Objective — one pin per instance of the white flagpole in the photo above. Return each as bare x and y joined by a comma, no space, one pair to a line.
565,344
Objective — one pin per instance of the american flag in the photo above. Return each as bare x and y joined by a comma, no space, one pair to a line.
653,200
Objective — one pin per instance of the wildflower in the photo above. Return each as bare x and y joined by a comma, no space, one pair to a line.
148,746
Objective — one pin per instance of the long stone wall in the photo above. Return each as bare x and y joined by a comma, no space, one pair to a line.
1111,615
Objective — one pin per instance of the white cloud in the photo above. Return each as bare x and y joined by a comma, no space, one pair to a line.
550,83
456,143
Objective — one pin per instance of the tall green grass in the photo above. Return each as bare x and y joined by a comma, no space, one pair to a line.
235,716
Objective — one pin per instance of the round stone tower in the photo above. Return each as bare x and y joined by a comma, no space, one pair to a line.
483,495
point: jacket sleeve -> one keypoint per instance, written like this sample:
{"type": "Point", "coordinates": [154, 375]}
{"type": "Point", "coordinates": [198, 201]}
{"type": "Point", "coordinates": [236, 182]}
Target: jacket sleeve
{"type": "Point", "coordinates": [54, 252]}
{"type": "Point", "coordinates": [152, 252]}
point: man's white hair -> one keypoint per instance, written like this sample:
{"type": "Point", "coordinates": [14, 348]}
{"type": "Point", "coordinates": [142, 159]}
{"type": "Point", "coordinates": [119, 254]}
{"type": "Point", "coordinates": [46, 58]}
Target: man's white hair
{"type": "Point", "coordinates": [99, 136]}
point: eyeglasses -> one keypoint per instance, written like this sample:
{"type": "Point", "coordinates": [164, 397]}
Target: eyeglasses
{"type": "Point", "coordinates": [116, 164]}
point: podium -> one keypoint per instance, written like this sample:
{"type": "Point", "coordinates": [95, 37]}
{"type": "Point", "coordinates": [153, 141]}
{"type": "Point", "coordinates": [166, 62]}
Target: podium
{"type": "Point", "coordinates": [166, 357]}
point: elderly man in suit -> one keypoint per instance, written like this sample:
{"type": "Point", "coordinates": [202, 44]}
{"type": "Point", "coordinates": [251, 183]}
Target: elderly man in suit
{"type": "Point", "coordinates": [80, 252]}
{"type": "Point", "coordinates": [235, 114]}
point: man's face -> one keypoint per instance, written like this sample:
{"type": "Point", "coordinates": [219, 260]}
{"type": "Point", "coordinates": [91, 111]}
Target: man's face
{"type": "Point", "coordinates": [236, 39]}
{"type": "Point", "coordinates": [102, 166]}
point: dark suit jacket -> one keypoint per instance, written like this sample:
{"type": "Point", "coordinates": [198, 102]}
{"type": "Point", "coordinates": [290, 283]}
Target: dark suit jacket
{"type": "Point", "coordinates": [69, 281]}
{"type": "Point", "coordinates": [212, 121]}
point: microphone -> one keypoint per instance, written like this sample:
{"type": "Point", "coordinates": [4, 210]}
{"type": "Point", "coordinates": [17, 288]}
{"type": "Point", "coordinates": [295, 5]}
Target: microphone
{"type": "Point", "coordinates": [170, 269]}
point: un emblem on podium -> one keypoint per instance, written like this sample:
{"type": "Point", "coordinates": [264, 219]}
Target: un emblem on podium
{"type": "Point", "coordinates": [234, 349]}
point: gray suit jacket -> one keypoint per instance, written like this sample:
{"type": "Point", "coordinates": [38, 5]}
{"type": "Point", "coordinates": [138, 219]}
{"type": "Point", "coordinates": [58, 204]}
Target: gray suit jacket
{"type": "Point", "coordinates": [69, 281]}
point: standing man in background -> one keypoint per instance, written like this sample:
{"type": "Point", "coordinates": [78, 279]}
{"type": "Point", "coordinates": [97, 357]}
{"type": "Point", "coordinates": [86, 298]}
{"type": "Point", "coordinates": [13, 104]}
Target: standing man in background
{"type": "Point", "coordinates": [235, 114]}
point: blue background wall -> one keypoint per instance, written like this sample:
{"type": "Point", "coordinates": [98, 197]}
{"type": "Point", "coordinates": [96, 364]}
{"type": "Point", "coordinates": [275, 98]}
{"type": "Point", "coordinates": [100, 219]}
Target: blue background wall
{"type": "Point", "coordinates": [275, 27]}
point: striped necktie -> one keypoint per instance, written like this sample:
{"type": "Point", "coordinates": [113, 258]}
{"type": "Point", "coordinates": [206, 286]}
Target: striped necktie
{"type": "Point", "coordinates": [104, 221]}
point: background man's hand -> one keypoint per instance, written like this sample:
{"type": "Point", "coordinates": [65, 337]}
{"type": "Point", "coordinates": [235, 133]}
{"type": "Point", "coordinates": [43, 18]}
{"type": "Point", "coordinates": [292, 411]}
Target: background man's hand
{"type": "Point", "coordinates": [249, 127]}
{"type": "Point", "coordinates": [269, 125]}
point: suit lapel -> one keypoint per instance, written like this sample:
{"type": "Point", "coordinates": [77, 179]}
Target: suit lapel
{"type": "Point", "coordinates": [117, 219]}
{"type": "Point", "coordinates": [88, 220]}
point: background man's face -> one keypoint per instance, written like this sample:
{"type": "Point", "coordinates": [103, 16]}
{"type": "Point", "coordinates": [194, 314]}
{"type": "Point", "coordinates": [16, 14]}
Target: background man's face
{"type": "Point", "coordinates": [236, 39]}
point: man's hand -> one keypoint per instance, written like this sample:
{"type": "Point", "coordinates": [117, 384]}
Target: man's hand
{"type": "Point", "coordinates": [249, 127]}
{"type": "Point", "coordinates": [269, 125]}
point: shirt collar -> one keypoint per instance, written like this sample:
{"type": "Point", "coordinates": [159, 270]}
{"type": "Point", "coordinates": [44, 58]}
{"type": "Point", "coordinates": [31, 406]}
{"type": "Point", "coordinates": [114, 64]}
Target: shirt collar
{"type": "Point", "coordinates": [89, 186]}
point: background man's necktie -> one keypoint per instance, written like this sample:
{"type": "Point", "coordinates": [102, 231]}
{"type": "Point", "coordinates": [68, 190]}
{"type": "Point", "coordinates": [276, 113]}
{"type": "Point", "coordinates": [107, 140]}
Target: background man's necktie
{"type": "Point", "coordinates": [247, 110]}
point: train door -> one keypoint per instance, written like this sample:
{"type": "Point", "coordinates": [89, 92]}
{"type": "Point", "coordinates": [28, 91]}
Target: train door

------------------------------------------------------------------------

### REQUEST
Reproduce the whole listing above line for line, without changing any character.

### SOLUTION
Objective — one pin per instance of the white flagpole in the photo above. Return each as bare x and y joined by a comma, no space, one pair to a line.
565,344
Objective — one pin per instance of the american flag in the photo above. Return each as bare x and y joined by a comma, no space, one pair to a line.
653,200
Objective — one pin per instance of the wildflower in the photo above. Return each as bare x and y joined by a comma, no space, one pair to a line.
148,746
Objective — one pin per instance of the long stone wall in the photo above. Return each as bare x and y joined by a comma, no space, one pair to a line.
1111,615
Objective — one pin per instance of the white cloud in the photo above. Return each as bare x and y joined by a comma, no space, one pair to a line.
550,83
456,143
Objective — one pin per instance of the tall green grass in the photo above. Return each as bare x and y joined by a comma, no space, one pair to a line.
235,716
Objective — one pin per instance of the round stone tower in the photo above. Return each as bare x and y joined by a comma, no space, one pair to a line.
483,495
point: jacket sleeve -> one keypoint per instance, written like this sample:
{"type": "Point", "coordinates": [154, 375]}
{"type": "Point", "coordinates": [198, 201]}
{"type": "Point", "coordinates": [236, 182]}
Target: jacket sleeve
{"type": "Point", "coordinates": [54, 252]}
{"type": "Point", "coordinates": [152, 252]}
point: man's white hair -> one keypoint per instance, written like this sample:
{"type": "Point", "coordinates": [14, 348]}
{"type": "Point", "coordinates": [142, 159]}
{"type": "Point", "coordinates": [119, 254]}
{"type": "Point", "coordinates": [46, 58]}
Target: man's white hair
{"type": "Point", "coordinates": [99, 136]}
point: eyeglasses -> one keypoint per instance, written like this sample:
{"type": "Point", "coordinates": [164, 397]}
Target: eyeglasses
{"type": "Point", "coordinates": [116, 164]}
point: podium -> one keypoint per instance, written like this sample:
{"type": "Point", "coordinates": [95, 37]}
{"type": "Point", "coordinates": [153, 141]}
{"type": "Point", "coordinates": [166, 62]}
Target: podium
{"type": "Point", "coordinates": [166, 357]}
point: elderly man in suit -> one keypoint per instance, written like this sample:
{"type": "Point", "coordinates": [202, 44]}
{"type": "Point", "coordinates": [251, 183]}
Target: elderly man in suit
{"type": "Point", "coordinates": [80, 252]}
{"type": "Point", "coordinates": [235, 114]}
point: man's face -> one keypoint per instance, written like this sample:
{"type": "Point", "coordinates": [219, 260]}
{"type": "Point", "coordinates": [91, 111]}
Target: man's face
{"type": "Point", "coordinates": [236, 39]}
{"type": "Point", "coordinates": [102, 166]}
point: dark suit jacket -> one keypoint per instance, written like this sample:
{"type": "Point", "coordinates": [198, 102]}
{"type": "Point", "coordinates": [290, 283]}
Target: dark suit jacket
{"type": "Point", "coordinates": [69, 281]}
{"type": "Point", "coordinates": [212, 121]}
point: microphone -> one keypoint per instance, written like this sample:
{"type": "Point", "coordinates": [4, 210]}
{"type": "Point", "coordinates": [17, 288]}
{"type": "Point", "coordinates": [295, 5]}
Target: microphone
{"type": "Point", "coordinates": [170, 269]}
point: un emblem on podium -> one keypoint per instance, written like this sample:
{"type": "Point", "coordinates": [264, 219]}
Target: un emblem on podium
{"type": "Point", "coordinates": [234, 349]}
point: gray suit jacket -> one keypoint per instance, written like this sample:
{"type": "Point", "coordinates": [38, 5]}
{"type": "Point", "coordinates": [138, 219]}
{"type": "Point", "coordinates": [58, 204]}
Target: gray suit jacket
{"type": "Point", "coordinates": [69, 281]}
point: standing man in background -> one keypoint per instance, written like this sample:
{"type": "Point", "coordinates": [78, 279]}
{"type": "Point", "coordinates": [97, 357]}
{"type": "Point", "coordinates": [86, 298]}
{"type": "Point", "coordinates": [13, 104]}
Target: standing man in background
{"type": "Point", "coordinates": [235, 114]}
point: blue background wall -> one keypoint per instance, written like this sample:
{"type": "Point", "coordinates": [98, 197]}
{"type": "Point", "coordinates": [96, 364]}
{"type": "Point", "coordinates": [275, 98]}
{"type": "Point", "coordinates": [100, 219]}
Target: blue background wall
{"type": "Point", "coordinates": [275, 27]}
point: striped necktie -> one keypoint per instance, written like this sample:
{"type": "Point", "coordinates": [113, 258]}
{"type": "Point", "coordinates": [206, 286]}
Target: striped necktie
{"type": "Point", "coordinates": [104, 221]}
point: background man's hand -> one keypoint per instance, written like this sample:
{"type": "Point", "coordinates": [65, 337]}
{"type": "Point", "coordinates": [235, 133]}
{"type": "Point", "coordinates": [43, 18]}
{"type": "Point", "coordinates": [292, 411]}
Target: background man's hand
{"type": "Point", "coordinates": [249, 127]}
{"type": "Point", "coordinates": [269, 125]}
point: suit lapel -> one keypoint per instance, written like this sample:
{"type": "Point", "coordinates": [77, 179]}
Target: suit lapel
{"type": "Point", "coordinates": [117, 219]}
{"type": "Point", "coordinates": [88, 220]}
point: background man's face -> one keypoint per instance, written like this sample:
{"type": "Point", "coordinates": [103, 16]}
{"type": "Point", "coordinates": [194, 314]}
{"type": "Point", "coordinates": [16, 14]}
Target: background man's face
{"type": "Point", "coordinates": [236, 39]}
point: man's hand -> one keypoint per instance, written like this sample:
{"type": "Point", "coordinates": [117, 384]}
Target: man's hand
{"type": "Point", "coordinates": [249, 127]}
{"type": "Point", "coordinates": [269, 125]}
point: shirt collar -> one keypoint per instance, written like this sample:
{"type": "Point", "coordinates": [159, 270]}
{"type": "Point", "coordinates": [44, 58]}
{"type": "Point", "coordinates": [31, 406]}
{"type": "Point", "coordinates": [114, 64]}
Target: shirt collar
{"type": "Point", "coordinates": [89, 186]}
point: background man's necktie -> one keypoint per instance, written like this sample:
{"type": "Point", "coordinates": [102, 231]}
{"type": "Point", "coordinates": [68, 190]}
{"type": "Point", "coordinates": [276, 113]}
{"type": "Point", "coordinates": [107, 140]}
Target: background man's necktie
{"type": "Point", "coordinates": [247, 110]}
point: train door -> one keypoint per instance, written like this sample:
{"type": "Point", "coordinates": [89, 92]}
{"type": "Point", "coordinates": [28, 91]}
Target: train door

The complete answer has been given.